这些都是emmmm
http://www.tyvj.cn/p/1041
http://www.tyvj.cn/p/1042
http://codevs.cn/problem/2178/
描述
给出一个表达式,其中运算符仅包含+,-,*,/,^要求求出表达式的最终值数据可能会出现括号情况 还有可能出现多余括号情况数据保证不会出现>maxlongint的数据。数据可能回出现负数情况
样例输入 Sample Input
(2+2)^(1+1)
样例输出 Sample Output
16
分析
真的是超级麻烦emmmm,今天考试的时候看了看接着就弃了。。。说实话这个真不应该弃掉,但是真的不会了w
需要开long long,不开的话炸了一个点,真是麻烦
#include <cstdio>
#include <cstring>
#include <iostream>
#include <algorithm>
#include <cmath>
#include <cstdlib>
#include <climits>
using namespace std;
typedef long long LL;
char ch[10005];
LL num[10005], top1;
LL opt[10005], top2;
void get_num()
{
if (!top2)
return;
LL y = num[top1--], x = num[top1--];
LL pos = opt[top2--];
if (pos == 5) x = pow(x, y);
if (pos == 4) x = x / y;
if (pos == 3) x = x * y;
if (pos == 2) x = x - y;
if (pos == 1) x = x + y;
num[++top1] = x;
}
int main()
{
scanf("%s", ch);
LL n = strlen(ch);
for (int i = 0; i < n;)
{
if (ch[i] >= '0' && ch[i] <= '9')
{
LL x = 0;
while(ch[i] >= '0' && ch[i] <= '9')
{
x = x * 10 + ch[i] - '0';
i++;
}
num[++top1] = x;
}
if (ch[i] == '(')
{
opt[++top2] = 0;
i++;
}
if (ch[i] == '+')
{
while(top2 && opt[top2] != 0) get_num();
opt[++top2] = 1; i++;
}
if (ch[i] == '-')
{
if (i == 0 || ch[i - 1] == '(')
{
int x = 0; i++;
while(ch[i] >= '0' && ch[i] <= '9')
{
x = x * 10 - (ch[i] - '0');
i++;
}
num[++top1] = x;
}
else
{
while(top2 && opt[top2] != 0)
get_num();
opt[++top2] = 2;
i++;
}
}
if (ch[i] == '*')

■ ■ ■

*任务*.
在表达式求值页面中,样例输入 "(2+2)^(1+1)" 对应的样例输出是多少?

*记录摘录*.
■ ■ ■

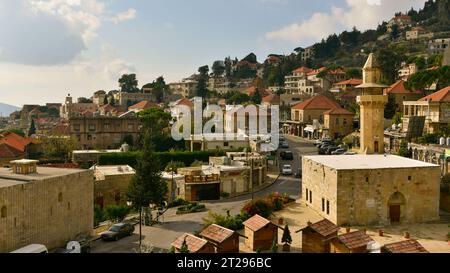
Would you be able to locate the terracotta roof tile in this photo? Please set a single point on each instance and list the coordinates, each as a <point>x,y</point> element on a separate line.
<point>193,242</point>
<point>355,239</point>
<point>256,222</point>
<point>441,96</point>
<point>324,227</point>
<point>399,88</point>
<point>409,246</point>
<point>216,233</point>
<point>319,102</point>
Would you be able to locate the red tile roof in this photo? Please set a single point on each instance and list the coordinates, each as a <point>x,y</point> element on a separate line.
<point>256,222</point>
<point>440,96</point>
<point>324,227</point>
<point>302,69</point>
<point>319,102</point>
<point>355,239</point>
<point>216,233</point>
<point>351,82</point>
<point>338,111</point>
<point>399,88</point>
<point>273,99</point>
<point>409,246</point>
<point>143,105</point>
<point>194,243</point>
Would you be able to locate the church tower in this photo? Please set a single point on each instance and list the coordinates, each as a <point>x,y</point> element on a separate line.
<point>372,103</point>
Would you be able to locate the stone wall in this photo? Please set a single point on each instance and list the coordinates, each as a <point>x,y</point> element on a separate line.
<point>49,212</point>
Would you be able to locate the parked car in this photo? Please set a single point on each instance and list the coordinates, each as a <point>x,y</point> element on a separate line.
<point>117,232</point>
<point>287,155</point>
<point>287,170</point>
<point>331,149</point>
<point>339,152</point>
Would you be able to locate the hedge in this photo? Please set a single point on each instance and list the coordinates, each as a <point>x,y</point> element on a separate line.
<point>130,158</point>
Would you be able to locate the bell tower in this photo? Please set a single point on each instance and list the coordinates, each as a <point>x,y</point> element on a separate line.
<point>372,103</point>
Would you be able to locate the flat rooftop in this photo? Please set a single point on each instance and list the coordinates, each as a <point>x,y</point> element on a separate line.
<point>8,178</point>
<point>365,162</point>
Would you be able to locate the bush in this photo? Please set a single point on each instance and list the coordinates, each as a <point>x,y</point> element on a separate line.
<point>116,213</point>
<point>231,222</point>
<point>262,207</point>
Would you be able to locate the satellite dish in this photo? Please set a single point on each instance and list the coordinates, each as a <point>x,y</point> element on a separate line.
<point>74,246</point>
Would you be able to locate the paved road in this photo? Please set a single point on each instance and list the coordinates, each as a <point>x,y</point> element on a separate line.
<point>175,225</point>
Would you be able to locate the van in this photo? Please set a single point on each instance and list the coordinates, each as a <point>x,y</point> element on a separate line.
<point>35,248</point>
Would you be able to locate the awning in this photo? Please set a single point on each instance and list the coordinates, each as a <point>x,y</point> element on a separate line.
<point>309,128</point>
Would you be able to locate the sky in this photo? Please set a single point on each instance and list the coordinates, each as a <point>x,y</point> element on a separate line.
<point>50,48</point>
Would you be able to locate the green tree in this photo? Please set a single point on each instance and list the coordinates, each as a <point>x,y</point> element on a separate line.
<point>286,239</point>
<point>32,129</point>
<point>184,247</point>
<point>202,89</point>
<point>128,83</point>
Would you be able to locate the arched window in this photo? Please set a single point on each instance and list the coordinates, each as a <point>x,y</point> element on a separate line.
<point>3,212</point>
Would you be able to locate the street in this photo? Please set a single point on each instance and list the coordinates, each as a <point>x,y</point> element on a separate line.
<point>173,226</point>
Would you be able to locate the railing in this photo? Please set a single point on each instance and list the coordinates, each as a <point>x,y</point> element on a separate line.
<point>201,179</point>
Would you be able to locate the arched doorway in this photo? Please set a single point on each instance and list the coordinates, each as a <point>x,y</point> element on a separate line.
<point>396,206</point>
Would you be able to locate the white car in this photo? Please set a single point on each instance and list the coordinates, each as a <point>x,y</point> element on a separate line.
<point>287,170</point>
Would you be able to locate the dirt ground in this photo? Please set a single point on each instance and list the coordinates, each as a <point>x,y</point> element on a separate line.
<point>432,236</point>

■ ■ ■

*回答*.
16